- **Selected extract**:
┄┄┄┄┄┄┄┄┄┄┄┄┄┄┄┄┄┄┄┄

How can it calculated $ \lim\limits_{t \to 0}\frac{1}{t^2}\int_0^t f(g_1(x,t),g_2(x,t))\frac{\partial g_1}{\partial x_1}(x,t)-f(g_1(x,0),g_2(x,0))\frac{\partial g_1}{\partial x_1}(x,0)dx$ ,where $f,g_1,g_2:\mathbb{R}^2\to\mathbb{R}$ are $C^\infty$ function.
I guess it will be $\frac{\partial f}{\partial x_2}(0,0)\frac{\partial g_1}{\partial x_1}(0,0)\frac{\partial g_2}{\partial x_2}(0,0)$ since the formula means
"a second order terms of Integral of differential 1-form $fdx$ over a boundary of infinitesimal rectangle with sides parallel to the y-axis" and it is equal to $-\frac{\partial f}{\partial x_2}dx_1\wedge dx_2 (\frac{\partial g}{\partial x_1}, \frac{\partial g}{\partial x_2})$.
However it is difficult to solve it for me because there are $t$ inside $g_i(x,t)$.
I would appreciate for your answer.
Since $\lim\limits_{t\to 0}\frac1{t^2}{\int_0^t (F(x,t)-F(x,0))}dx=\frac{\partial F}{\partial x_2}(0,0)$, the answer is
$\frac{\partial f}{\partial x_1}(g_1(0,0),g_2(0,0))\frac{\partial g_1}{\partial x_2}(0,0)\frac{\partial g_1}{\partial x_1}(0,0)+\frac{\partial f}{\partial x_2}(g_1(0,0),g_2(0,0))\frac{\partial g_2}{\partial x_2}(0,0)\frac{\partial g_1}{\partial x_1}(0,0)+f(g_1(0,0),g_2(0,0))\frac{\partial^2 g_1}{\partial x_1 \partial x_2}(0,0)$
Furthermore, when the infinitesimal rectangle's sides are parallel to the y-axis, $\frac{\partial g_1}{\partial x_2}(0,0)=0$ then the value turs out to be $\frac{\partial f}{\partial x_2}(g_1(0,0),g_2(0,0))\frac{\partial g_2}{\partial x_2}(0,0)\frac{\partial g_1}{\partial x_1}(0,0)$ which I guess.
(A term $\frac{\partial f}{\partial x_2}(0,0)$ is actually $\frac{\partial f}{\partial x_2}(g_1(0,0),g_2(0,0))$ though)

┄┄┄┄┄┄┄┄┄┄┄┄┄┄┄┄┄┄┄┄

[Stored data]
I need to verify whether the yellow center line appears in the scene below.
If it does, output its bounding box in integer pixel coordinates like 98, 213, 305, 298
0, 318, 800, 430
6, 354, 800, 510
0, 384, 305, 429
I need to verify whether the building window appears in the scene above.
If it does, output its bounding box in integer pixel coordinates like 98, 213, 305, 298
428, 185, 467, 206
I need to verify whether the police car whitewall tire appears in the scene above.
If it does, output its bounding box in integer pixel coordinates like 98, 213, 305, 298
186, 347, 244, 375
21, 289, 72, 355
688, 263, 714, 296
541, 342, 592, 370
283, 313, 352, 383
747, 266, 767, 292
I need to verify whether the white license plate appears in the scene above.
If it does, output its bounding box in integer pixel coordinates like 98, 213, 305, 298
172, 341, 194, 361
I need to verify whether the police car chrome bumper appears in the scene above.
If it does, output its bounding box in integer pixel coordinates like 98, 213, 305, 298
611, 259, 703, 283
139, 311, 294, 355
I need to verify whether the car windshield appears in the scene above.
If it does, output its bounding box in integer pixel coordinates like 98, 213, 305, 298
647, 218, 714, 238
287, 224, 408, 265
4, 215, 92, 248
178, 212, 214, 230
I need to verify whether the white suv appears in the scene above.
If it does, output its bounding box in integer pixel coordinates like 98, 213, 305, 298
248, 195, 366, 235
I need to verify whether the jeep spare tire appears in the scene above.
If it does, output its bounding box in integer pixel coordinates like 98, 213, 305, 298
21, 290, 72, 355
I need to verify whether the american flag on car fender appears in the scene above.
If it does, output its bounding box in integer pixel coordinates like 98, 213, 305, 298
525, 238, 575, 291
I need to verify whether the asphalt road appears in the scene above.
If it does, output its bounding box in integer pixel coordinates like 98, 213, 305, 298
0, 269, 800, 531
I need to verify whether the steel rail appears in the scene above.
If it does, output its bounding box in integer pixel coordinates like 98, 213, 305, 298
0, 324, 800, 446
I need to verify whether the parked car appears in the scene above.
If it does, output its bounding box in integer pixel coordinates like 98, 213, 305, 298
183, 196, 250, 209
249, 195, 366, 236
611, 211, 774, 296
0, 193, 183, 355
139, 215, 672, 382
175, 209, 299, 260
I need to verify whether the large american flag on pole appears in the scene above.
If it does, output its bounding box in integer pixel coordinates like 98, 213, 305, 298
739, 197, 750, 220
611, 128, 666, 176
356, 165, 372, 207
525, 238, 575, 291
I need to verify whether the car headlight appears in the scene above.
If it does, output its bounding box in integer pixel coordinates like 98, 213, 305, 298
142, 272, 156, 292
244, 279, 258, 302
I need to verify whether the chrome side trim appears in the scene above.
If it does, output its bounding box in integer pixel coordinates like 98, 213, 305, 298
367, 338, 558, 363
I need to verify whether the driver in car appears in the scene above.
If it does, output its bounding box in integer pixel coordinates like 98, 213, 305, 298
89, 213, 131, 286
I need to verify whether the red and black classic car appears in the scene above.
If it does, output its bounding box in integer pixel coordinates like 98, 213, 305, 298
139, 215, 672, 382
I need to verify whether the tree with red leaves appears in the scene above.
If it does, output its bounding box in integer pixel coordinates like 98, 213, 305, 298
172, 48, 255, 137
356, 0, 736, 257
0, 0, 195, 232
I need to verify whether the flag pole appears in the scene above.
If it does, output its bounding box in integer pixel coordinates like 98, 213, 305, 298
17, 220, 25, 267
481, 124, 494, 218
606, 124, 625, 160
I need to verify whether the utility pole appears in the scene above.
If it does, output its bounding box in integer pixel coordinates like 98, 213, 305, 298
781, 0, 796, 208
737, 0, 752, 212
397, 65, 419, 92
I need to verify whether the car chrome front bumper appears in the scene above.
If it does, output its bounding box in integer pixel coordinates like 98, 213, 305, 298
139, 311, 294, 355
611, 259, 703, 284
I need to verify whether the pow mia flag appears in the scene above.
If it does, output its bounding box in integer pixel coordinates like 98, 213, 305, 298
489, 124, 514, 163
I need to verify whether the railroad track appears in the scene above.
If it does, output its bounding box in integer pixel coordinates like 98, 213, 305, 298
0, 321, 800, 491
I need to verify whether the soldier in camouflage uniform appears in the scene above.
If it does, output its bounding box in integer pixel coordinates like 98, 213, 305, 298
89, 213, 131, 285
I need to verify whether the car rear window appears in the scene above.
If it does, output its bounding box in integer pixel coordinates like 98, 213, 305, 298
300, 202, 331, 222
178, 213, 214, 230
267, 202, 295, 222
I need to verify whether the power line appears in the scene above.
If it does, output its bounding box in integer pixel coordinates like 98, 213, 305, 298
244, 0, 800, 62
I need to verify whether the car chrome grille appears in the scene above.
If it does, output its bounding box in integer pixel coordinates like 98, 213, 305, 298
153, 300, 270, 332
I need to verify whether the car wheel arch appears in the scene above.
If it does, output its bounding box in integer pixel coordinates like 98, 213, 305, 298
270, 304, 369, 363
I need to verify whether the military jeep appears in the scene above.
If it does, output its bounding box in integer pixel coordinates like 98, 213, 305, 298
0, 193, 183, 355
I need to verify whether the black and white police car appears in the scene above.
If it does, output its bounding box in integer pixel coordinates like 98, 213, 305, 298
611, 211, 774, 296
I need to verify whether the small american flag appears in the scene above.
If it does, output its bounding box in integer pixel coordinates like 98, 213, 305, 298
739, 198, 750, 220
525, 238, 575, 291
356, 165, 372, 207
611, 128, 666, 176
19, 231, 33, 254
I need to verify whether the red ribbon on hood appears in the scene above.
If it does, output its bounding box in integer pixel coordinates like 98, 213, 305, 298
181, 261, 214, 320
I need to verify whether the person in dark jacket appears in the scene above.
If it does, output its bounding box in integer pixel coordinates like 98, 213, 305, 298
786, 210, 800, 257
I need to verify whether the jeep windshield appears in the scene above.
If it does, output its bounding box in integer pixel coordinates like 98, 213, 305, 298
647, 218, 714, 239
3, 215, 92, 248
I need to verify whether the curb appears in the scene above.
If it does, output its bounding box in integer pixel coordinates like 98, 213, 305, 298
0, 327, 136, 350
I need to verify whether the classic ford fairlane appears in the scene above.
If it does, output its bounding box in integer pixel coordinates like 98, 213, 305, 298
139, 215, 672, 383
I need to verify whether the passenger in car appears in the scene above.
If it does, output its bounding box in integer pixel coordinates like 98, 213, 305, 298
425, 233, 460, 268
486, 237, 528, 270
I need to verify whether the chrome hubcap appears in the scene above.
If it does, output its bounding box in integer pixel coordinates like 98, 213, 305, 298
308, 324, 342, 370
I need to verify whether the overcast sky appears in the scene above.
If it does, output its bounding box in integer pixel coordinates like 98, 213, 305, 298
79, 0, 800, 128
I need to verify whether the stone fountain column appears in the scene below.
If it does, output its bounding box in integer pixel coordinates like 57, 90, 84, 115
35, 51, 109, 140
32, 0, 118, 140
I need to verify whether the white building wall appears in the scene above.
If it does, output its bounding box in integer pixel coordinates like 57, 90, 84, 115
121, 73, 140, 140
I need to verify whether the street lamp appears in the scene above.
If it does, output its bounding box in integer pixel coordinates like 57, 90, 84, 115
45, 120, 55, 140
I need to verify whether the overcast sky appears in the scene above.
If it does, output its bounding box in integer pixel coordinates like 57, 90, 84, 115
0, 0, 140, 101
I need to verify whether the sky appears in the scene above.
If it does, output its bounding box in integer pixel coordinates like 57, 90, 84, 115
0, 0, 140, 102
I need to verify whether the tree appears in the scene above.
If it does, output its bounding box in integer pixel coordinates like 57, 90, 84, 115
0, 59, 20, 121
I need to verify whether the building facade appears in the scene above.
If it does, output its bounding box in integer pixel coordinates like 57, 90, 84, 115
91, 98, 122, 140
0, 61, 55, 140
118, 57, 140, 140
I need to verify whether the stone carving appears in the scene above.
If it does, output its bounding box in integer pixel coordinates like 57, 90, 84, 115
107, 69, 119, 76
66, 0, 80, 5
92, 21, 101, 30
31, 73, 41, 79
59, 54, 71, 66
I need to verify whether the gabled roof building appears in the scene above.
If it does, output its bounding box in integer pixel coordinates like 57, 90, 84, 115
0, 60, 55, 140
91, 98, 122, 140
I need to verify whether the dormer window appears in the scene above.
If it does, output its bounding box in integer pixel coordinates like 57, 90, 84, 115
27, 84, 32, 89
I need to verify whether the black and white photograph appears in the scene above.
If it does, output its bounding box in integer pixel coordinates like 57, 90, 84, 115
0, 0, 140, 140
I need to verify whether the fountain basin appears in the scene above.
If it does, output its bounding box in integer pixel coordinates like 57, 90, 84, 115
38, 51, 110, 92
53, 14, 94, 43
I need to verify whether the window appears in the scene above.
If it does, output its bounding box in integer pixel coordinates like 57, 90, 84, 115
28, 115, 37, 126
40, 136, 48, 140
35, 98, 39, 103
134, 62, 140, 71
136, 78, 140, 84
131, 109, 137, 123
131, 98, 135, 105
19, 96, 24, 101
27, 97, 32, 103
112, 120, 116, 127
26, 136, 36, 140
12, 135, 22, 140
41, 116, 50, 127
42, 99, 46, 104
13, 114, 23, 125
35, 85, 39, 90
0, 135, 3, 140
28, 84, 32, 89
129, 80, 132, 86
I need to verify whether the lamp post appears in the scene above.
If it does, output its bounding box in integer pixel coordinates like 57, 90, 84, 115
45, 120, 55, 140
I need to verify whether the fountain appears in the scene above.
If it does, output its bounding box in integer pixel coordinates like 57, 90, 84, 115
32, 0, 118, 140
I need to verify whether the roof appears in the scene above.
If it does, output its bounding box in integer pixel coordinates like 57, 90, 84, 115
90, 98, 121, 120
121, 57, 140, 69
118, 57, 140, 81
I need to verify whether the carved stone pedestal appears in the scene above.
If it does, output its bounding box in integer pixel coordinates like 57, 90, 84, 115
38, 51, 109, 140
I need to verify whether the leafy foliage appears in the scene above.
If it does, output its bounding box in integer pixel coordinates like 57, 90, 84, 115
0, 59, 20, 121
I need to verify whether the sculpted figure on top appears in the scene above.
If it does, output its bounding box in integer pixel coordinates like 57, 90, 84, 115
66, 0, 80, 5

┄┄┄┄┄┄┄┄┄┄┄┄┄┄┄┄┄┄┄┄

In the forum thread about the limit, which functions are stated to be C^∞ functions from ℝ² to ℝ?

f, g_1, g_2